Instructions to follow:
Continue the piece below about choosing to live in Gainesville, Florida, picking up right after its final sentence.

Passage to read:
::::::::

CEO, The Intermed Group | Founder, Tyler’s Hope for a Dystonia Cure
I am fortunate enough to be blessed with the opportunities to travel and experience many different cities and cultures. Having stated my fortunes, I have chosen to live in Gainesville, Florida. The decision is both an educated and emotional choice.
I grew up in the research triangle park area of North Carolina and have always been fascinated by biotech and research. My corporate office is in the Progress Corporate Park in Alachua where many publically traded biotech companies are now based. The Sid Martin Biotech Institute is rated the #1 biotech incubator in the world. I have seen tremendous growth and focus in our region in biotech over the last ten years. The resources for talent and willingness to promote my company has been a great reason for our success as well as other companies in the region. We have often taken some difficult issues we have faced in business to our partners at the University of Florida and Santa Fe College for support. There is a collaborative visionary approach to our future in the Greater Gainesville region that is palpable.
When I think of home (Gainesville) I think of the many lakes, beautiful trees and fantastic weather year round. The natural springs, bike trails, athletic fields, and natural attractions provide me with an excitement to get out into our community as well as a serenity experienced in its beauty. The culture in the greater Gainesville community is uniquely stronger than almost all other communities. The size of our region plays a role in the culture that has developed. Being a college community with two of the best educational institutes in the United States, the culture reflects a well-educated and diverse population. There is an overwhelmingly strong sense of community and pride in innovating.

::::::::

Items listed in a dataset:
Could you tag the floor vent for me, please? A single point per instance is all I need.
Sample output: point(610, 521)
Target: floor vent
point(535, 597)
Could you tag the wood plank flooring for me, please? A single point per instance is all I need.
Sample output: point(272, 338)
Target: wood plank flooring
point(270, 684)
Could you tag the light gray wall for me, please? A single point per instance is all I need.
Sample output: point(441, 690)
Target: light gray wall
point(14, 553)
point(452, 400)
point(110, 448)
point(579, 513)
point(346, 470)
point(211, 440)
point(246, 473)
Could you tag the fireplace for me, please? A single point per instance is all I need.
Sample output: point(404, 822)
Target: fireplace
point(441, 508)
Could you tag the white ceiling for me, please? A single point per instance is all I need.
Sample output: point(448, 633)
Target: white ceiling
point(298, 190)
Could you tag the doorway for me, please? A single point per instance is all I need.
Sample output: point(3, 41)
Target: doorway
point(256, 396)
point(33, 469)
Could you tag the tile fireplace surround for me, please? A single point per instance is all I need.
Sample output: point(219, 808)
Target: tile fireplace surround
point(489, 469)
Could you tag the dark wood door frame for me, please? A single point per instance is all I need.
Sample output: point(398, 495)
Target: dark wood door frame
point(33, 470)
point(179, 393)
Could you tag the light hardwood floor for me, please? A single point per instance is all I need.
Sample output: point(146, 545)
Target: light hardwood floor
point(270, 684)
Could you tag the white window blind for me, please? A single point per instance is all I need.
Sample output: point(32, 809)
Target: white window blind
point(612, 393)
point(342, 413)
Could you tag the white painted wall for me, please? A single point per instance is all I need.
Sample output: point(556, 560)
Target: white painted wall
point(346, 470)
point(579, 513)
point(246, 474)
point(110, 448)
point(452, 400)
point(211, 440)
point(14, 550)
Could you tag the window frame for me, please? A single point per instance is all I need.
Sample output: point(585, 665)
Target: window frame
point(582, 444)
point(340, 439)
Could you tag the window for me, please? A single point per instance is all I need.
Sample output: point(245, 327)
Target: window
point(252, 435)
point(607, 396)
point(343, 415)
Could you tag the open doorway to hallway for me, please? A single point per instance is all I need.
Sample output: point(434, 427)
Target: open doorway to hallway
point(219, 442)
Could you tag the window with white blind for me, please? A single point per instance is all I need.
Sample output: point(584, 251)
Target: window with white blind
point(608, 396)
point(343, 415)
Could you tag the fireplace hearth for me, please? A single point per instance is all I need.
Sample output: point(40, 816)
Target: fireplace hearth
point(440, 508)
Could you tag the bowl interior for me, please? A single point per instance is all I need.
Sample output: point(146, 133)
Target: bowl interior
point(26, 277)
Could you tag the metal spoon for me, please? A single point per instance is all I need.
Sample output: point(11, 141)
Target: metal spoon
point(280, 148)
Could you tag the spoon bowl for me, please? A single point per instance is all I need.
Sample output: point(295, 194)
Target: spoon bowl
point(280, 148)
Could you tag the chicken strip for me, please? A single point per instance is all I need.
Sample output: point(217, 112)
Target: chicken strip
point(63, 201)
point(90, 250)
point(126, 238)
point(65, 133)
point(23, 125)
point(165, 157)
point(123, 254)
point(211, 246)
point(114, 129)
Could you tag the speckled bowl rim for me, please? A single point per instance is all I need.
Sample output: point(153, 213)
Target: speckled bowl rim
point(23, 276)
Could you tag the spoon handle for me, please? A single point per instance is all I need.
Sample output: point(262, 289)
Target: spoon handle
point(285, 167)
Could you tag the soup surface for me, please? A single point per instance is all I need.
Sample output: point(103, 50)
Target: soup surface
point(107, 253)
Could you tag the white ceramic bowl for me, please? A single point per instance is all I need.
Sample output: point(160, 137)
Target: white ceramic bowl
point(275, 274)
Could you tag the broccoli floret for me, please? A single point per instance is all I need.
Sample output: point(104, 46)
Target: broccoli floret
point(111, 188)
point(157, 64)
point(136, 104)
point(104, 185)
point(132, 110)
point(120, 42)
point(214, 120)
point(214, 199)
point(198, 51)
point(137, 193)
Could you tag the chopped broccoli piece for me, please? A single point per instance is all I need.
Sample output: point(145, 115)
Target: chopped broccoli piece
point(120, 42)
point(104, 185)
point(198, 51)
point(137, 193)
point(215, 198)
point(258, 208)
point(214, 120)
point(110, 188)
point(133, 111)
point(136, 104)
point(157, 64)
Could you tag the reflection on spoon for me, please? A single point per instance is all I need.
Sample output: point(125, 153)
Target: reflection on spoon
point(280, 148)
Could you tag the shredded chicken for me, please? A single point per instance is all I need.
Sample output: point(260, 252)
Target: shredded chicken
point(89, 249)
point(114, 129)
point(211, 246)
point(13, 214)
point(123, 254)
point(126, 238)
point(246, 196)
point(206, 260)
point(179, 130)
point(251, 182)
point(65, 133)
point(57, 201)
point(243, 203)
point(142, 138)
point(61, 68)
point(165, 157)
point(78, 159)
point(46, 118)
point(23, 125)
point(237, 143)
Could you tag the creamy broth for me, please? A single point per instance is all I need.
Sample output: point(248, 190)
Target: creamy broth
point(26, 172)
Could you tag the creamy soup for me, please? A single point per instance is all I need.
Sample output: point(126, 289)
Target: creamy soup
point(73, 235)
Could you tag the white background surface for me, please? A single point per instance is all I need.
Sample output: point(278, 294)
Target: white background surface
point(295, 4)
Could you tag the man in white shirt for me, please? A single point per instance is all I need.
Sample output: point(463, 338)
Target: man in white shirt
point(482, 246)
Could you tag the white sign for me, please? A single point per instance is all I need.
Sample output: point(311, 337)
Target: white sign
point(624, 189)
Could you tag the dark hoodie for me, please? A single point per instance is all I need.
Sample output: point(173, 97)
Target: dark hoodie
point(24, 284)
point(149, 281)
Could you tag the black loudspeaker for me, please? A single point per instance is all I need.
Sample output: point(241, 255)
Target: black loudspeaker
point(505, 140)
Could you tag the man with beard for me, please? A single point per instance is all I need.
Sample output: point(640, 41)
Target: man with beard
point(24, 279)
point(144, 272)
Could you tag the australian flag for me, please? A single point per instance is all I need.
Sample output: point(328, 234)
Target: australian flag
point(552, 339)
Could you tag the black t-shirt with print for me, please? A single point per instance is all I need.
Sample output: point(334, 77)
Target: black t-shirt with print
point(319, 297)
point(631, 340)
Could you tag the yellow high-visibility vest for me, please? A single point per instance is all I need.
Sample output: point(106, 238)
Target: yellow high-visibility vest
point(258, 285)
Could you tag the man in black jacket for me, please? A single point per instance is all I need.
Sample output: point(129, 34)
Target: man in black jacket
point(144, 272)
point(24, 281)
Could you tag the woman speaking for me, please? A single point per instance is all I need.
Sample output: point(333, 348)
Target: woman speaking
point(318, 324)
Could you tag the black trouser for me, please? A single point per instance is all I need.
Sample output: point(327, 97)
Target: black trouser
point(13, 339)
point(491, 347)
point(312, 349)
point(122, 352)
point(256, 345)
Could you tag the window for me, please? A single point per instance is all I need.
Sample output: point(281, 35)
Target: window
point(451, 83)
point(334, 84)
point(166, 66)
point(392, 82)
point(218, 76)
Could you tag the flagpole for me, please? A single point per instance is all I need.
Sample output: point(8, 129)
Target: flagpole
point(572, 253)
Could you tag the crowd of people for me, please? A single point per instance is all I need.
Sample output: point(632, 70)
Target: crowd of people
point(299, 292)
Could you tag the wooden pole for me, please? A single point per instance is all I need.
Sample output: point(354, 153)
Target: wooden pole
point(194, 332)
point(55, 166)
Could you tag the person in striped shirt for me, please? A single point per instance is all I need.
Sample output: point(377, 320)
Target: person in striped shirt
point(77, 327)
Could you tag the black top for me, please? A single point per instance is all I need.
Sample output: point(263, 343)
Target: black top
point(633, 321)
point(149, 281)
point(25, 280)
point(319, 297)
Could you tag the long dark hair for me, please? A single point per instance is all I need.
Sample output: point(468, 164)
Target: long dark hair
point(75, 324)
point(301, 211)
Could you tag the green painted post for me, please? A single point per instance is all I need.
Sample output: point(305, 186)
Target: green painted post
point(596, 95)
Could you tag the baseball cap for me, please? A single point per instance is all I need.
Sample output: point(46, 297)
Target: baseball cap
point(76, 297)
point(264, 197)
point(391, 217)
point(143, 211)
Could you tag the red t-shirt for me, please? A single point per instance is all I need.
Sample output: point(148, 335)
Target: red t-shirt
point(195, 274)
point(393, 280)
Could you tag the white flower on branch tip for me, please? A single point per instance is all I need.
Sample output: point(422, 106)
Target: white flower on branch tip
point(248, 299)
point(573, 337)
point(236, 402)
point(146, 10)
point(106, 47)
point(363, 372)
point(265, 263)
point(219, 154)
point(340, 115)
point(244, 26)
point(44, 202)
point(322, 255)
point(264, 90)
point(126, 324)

::::::::

Final answer:
We started a foundation to cure a rare movement disorder (Dystonia) and we are realizing great success in our fight for a cure because this community is so active and supportive. The innovation is seen in cutting edge research and care center created by the brilliant minds at UF and UF Health. Medical tourism is big in our community based largely on the aggressively innovative approaches fostered by our top healthcare facilities in the region. I believe the next business revolution will be biotechnology and cures and that our community will continue to lead in these areas.
Earlier this year, I boarded a plane that had a large contingency of members from our Chamber of Commerce (recognized among the top in the country) headed to Austin, Texas to explore what we can continue to do to improve the business, health, and education of our community into the future and learn from the mistakes made in other communities. These were all people that paid their own way and had a genuine interest in our region and in ways to constantly improve it. There is and has been tremendous community involvement and a sense of “giving back” that is encouraged and expected in the Greater Gainesville region.
Lastly, I am proud of our regions focus on diversity. Not just ethnic diversity which we have mainly because of our major university but diversity in the arts, education, jobs, and ideas. There is very little I can find in other major cities throughout the globe that I cannot find in Gainesville. The arts are outstanding and through community driven initiatives like the education compact or talent alignment programs that focus on all levels of employment/employability we will continue to have what I feel is the best place to live in the US.